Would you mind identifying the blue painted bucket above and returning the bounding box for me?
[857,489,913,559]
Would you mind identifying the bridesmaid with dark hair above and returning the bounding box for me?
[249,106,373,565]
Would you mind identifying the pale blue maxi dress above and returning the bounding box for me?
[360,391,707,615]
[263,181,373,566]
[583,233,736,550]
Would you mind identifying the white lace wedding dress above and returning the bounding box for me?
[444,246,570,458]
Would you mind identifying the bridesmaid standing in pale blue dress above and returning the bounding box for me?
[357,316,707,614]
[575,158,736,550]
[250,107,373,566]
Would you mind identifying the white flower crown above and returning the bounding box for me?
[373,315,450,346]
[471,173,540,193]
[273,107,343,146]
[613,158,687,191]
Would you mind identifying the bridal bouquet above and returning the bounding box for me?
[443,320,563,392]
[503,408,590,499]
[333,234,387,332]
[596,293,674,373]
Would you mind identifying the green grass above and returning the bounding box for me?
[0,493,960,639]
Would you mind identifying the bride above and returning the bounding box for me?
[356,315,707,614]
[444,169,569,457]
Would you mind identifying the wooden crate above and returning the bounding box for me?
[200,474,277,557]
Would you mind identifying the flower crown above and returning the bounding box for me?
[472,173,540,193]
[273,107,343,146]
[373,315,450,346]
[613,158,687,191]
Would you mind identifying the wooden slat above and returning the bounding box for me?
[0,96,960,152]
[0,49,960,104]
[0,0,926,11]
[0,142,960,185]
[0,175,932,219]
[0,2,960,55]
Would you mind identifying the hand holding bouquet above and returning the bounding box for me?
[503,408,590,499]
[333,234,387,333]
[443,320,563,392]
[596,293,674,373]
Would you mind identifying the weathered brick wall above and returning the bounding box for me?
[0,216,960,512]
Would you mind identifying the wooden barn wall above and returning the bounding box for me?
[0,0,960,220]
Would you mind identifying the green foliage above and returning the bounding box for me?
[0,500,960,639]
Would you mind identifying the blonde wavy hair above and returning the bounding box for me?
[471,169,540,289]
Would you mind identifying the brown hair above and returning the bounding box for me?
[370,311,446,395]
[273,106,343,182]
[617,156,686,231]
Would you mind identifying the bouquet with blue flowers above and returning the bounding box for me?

--*--

> **What is required**:
Copy every line of the records above, from the first to the last, word for word.

> **Output for this exercise**:
Would you mind identifying the blue painted bucket above and returning the bounding box for me?
[857,489,913,559]
Would you mind identifying the bridesmaid with dark hair above and returning the bounding box for me?
[249,106,373,565]
Would you mind identifying the pale blue maxi dress above and returning the bounding box for me?
[360,391,707,615]
[263,181,373,566]
[583,233,736,550]
Would you mind identifying the white lace wedding dress above and returning the bounding box for me?
[444,246,570,458]
Would you mind identifying the bridesmaid standing in pale blue dress above and returning the bounding box for me?
[357,316,707,614]
[575,158,736,550]
[250,107,373,566]
Would you mind identifying the white flower crown above and returning the bounding box for me?
[373,315,450,346]
[471,173,540,193]
[273,107,343,146]
[613,158,687,191]
Would you mind identifying the bridal bouquet above and returning the bounding box for me?
[443,320,563,392]
[503,408,590,499]
[333,234,387,332]
[596,293,674,373]
Would you mind identifying the green grass above and returning the bounding box for me?
[0,493,960,639]
Would you mind identifying the bride above and returning the bounding box for me?
[356,315,707,614]
[444,169,569,457]
Would you mind identifying the wooden crate above and returning the bounding box for me?
[200,474,277,557]
Would you mind identifying the flower crown above and returning the bounding box for me?
[472,173,540,193]
[273,107,343,146]
[373,315,450,346]
[613,158,687,191]
Would you mind identifying the wooden slat above and returning the bounding box for me?
[0,96,960,152]
[0,49,960,104]
[0,0,926,11]
[0,142,960,185]
[0,175,932,219]
[0,2,960,55]
Would you mind identifying the hand holding bouquet above and returning the bounding box for me?
[503,408,590,499]
[333,234,387,333]
[443,320,563,392]
[596,293,674,373]
Would you mind identifying the weathered brick wall above and returning the bounding box for me?
[0,216,960,512]
Would you mind identifying the wooden barn wall above and returning the bounding box for me?
[0,0,960,220]
Would you mind identifying the green foliage above and returning the bounding box for me?
[0,500,960,639]
Would you mind identifying the blonde wavy hair above and returning the bounding box for me?
[471,169,540,289]
Would you mind identifying the brown hair above and returning the bounding box for me?
[370,311,446,395]
[273,106,343,182]
[617,156,686,231]
Would you mind identifying the bouquet with blue flowers above and returning the bounding box for me?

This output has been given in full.